* [ACTIVITY]
Copy, word for word, the lines of the entries below between the one with "GET /detect?q=snow on driveway" and the one with "GET /detect?q=stone column base", inclusive, and leave out everything else.

─── DATA FOR THIS EXERCISE ───

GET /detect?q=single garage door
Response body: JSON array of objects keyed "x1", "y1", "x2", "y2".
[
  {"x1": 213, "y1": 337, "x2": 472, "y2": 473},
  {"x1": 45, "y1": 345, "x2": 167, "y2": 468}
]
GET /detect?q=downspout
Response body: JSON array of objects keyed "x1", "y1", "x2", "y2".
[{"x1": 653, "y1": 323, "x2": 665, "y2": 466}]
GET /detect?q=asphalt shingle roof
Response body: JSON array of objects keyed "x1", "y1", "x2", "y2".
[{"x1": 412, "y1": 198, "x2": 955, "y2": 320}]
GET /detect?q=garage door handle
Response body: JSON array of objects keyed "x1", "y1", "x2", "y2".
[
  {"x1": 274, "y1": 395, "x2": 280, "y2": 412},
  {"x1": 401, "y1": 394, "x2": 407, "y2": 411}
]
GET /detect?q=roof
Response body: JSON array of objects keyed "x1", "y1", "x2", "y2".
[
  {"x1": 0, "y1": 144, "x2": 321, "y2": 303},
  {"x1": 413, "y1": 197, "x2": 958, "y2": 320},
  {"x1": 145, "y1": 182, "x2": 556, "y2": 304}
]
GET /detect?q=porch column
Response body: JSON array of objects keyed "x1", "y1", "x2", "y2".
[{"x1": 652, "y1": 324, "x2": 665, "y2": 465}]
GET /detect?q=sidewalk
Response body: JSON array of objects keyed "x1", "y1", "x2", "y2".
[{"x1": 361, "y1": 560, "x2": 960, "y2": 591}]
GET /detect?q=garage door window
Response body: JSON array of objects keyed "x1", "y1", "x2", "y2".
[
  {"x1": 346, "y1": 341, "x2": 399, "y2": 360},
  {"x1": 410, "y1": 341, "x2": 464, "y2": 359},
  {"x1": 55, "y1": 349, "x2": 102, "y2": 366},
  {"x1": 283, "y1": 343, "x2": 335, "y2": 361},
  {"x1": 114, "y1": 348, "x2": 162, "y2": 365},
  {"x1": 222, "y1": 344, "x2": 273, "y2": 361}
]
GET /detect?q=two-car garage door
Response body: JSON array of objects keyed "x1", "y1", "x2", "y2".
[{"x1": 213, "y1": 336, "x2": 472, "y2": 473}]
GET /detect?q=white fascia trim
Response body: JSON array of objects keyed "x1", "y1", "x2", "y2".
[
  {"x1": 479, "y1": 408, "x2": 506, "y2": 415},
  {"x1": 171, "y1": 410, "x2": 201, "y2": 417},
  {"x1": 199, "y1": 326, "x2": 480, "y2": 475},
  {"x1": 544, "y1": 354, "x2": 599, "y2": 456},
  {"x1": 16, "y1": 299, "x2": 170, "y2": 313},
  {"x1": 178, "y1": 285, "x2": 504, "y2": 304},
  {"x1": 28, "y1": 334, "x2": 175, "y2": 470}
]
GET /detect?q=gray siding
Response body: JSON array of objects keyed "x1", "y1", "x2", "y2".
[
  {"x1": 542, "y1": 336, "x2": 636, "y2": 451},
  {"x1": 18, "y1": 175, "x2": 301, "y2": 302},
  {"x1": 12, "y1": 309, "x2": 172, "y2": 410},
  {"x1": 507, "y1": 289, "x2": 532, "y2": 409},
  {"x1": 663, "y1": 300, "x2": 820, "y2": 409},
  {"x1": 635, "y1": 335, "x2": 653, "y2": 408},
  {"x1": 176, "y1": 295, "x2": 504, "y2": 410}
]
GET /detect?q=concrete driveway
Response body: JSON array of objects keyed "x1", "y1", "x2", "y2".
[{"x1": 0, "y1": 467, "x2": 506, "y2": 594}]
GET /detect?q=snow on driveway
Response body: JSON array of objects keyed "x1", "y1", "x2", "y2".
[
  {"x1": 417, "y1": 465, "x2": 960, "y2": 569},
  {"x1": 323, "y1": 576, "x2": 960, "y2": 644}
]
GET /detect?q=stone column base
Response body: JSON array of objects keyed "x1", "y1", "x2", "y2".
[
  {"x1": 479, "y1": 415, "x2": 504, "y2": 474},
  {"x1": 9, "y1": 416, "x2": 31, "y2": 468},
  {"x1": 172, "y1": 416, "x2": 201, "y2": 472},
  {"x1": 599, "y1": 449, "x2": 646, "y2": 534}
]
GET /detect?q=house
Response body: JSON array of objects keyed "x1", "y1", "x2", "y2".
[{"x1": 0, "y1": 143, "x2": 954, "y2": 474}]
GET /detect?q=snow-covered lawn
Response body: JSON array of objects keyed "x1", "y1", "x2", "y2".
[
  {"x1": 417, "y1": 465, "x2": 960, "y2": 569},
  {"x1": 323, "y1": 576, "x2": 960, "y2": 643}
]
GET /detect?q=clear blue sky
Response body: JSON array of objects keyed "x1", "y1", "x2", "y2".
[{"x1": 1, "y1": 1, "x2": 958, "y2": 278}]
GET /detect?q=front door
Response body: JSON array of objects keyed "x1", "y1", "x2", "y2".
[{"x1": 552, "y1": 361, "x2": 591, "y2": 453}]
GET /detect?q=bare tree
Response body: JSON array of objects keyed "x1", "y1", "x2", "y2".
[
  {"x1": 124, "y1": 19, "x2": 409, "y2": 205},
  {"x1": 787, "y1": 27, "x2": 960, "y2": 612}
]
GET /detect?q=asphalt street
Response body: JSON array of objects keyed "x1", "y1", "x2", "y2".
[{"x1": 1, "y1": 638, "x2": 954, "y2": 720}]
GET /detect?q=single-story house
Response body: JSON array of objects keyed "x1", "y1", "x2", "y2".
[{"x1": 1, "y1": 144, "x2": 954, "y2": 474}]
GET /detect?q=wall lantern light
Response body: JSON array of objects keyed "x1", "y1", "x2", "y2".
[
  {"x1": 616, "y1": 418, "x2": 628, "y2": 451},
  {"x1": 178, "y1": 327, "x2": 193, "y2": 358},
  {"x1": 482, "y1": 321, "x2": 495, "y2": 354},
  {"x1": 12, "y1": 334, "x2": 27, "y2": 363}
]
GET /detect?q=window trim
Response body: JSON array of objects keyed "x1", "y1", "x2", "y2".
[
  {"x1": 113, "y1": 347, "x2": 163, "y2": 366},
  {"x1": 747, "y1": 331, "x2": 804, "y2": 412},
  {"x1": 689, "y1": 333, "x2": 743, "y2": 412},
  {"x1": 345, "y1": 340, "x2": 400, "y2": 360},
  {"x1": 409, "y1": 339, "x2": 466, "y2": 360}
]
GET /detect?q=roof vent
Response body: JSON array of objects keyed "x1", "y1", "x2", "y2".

───

* [WRITTEN ANSWER]
GET /detect?q=snow on driveway
Response body: JSON array of objects keyed "x1", "y1", "x2", "y2".
[
  {"x1": 417, "y1": 465, "x2": 960, "y2": 569},
  {"x1": 323, "y1": 576, "x2": 960, "y2": 644}
]
GET /detect?q=stone column base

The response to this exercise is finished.